0

I ran into bugs while importing a csv file in our database. the csv file contained lines with a big text field and upon inspection sometimes quoted text ("like this") was present in the fields.

So i wrote this little test function

function testcsv($fields, $delimiter = ";", $enclosure = '"', $escape_char = "\"")
{
    $buffer = fopen('php://temp', 'r+');
    $buffer2 = fopen('php://output', 'w');
    fputcsv($buffer, $fields, $delimiter, $enclosure, $escape_char);
    print("HOW THIS ARRAY IS REPRESENTED IN A CSV FILE:");
    fputcsv($buffer2, $fields, $delimiter, $enclosure, $escape_char);
    print("\n\n");
    rewind($buffer);
    $array = fgetcsv($buffer, 0, $delimiter, $enclosure, $escape_char);
    fclose($buffer);
    fclose($buffer2);
    print("equals?". ($fields == $array ? "yes" : "no"). "\n");
    print( "original:\n");
    print_r($fields);
    print( "read value:\n");
    print_r($array);

}

here is the transcript of me running the code in tinker (Laravels command line interface for PHP):

>>> testcsv(["a","b","c"])
HOW THIS ARRAY IS REPRESENTED IN A CSV FILE:a;b;c


equals?yes
original:
Array
(
    [0] => a
    [1] => b
    [2] => c
)
read value:
Array
(
    [0] => a
    [1] => b
    [2] => c
)
=> null
>>> testcsv(["a","a \"quoted\" string","c"])
HOW THIS ARRAY IS REPRESENTED IN A CSV FILE:a;"a "quoted" string";c


equals?no
original:
Array
(
    [0] => a
    [1] => a "quoted" string
    [2] => c
)

■ Data entries:

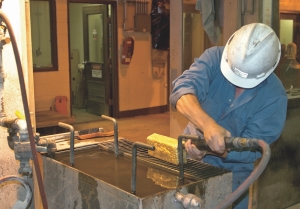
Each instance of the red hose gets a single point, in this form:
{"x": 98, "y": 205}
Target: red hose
{"x": 253, "y": 176}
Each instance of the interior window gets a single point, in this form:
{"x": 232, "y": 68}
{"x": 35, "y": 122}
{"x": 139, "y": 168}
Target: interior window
{"x": 43, "y": 35}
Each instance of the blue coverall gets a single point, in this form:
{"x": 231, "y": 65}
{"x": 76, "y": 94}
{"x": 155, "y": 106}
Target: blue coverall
{"x": 259, "y": 112}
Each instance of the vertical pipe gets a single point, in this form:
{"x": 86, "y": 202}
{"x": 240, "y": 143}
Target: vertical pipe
{"x": 71, "y": 128}
{"x": 2, "y": 111}
{"x": 180, "y": 151}
{"x": 134, "y": 163}
{"x": 116, "y": 137}
{"x": 26, "y": 109}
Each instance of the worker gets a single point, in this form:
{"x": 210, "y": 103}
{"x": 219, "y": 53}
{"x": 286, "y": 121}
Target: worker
{"x": 232, "y": 91}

■ What you will do:
(a) Extract from the CSV thread the part that opens with the words containing "I ran into bugs" and closes with "in the fields.".
(b) Reproduce every line of the entries from the line containing "Each instance of the worker" through the end of the entries, adding 125 to each x and y value in the answer coordinates while leaving all other lines unchanged.
The CSV thread and the entries are unrelated material.

■ Responses by task:
(a)
I ran into bugs while importing a csv file in our database. the csv file contained lines with a big text field and upon inspection sometimes quoted text ("like this") was present in the fields.

(b)
Each instance of the worker gets a single point, in this form:
{"x": 210, "y": 103}
{"x": 219, "y": 53}
{"x": 286, "y": 121}
Target: worker
{"x": 357, "y": 216}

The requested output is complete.